*The records*
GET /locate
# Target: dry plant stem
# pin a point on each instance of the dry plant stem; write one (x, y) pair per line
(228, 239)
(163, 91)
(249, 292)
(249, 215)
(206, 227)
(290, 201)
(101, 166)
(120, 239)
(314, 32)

*Assignment*
From the line with "# Target: dry plant stem" through the last line of the records, set down every line exactly as written and leave out all others.

*Task solution*
# Target: dry plant stem
# pin a point on each instance of the dry plant stem; write one (x, y) pair per line
(228, 239)
(163, 91)
(249, 292)
(249, 215)
(206, 227)
(290, 201)
(101, 166)
(120, 239)
(314, 32)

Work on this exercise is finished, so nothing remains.